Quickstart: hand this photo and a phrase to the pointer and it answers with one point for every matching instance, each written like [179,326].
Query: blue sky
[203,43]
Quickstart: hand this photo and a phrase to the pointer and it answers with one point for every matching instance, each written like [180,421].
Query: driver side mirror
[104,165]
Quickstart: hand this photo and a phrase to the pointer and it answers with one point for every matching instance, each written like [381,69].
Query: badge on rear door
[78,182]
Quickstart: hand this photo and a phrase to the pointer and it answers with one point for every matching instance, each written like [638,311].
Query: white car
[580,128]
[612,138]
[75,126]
...
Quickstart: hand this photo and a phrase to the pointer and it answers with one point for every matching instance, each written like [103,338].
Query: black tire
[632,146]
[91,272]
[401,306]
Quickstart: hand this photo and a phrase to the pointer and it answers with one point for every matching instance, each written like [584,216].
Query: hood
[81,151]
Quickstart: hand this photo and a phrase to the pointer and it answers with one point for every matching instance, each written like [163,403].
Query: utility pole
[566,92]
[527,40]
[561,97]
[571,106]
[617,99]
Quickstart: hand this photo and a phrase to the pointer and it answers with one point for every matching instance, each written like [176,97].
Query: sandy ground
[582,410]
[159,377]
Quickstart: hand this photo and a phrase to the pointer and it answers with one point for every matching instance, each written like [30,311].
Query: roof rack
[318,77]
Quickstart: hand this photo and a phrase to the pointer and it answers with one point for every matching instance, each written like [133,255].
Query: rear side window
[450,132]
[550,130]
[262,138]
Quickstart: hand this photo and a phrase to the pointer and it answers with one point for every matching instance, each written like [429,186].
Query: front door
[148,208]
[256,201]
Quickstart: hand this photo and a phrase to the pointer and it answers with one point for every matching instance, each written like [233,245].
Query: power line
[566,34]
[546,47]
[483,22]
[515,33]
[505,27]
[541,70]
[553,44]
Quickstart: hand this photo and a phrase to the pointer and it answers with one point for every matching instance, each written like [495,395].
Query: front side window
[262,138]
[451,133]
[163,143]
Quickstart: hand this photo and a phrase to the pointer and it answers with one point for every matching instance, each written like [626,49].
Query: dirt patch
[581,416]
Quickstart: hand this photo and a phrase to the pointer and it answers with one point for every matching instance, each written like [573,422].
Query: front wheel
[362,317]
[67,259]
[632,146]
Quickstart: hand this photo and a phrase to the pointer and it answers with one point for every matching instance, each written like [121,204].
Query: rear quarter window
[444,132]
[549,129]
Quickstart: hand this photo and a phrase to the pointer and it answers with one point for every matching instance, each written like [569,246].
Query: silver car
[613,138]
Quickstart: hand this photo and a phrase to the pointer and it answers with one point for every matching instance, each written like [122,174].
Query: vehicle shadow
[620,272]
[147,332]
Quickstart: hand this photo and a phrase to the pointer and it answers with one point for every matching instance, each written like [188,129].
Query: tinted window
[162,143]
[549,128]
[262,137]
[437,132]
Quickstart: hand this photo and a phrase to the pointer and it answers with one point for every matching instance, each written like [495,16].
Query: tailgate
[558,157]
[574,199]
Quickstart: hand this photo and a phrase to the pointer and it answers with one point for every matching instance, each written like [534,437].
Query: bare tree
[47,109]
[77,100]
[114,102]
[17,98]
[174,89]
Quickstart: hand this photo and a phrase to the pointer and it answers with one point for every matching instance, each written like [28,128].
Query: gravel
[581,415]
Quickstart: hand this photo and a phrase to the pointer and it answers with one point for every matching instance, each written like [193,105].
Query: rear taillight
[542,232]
==
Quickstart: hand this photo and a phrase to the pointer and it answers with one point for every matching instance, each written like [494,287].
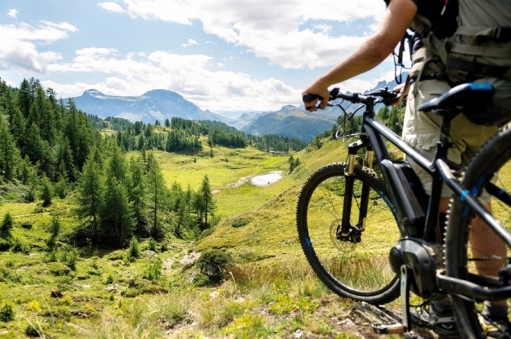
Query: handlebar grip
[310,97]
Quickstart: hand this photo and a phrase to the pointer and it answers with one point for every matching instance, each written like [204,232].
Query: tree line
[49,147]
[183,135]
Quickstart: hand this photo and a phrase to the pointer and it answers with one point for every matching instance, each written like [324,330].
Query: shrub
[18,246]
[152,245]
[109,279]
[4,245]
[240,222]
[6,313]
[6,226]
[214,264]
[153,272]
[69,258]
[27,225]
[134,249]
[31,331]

> [Work required]: All lines above from the one holding "written like [188,129]." to the one holding "written like [495,16].", inclusive, are to be copied exactly; no other line is wanted.

> [Response area]:
Quickstart: hand this photo and a phrase to the pointer and it answers with one point for every matching instance, each written like [188,129].
Query: tinted window
[162,143]
[549,128]
[262,137]
[437,132]
Quickstart: hand this photo and a phrase to the pointer and it answers with one point for every matching instance, each written like [495,16].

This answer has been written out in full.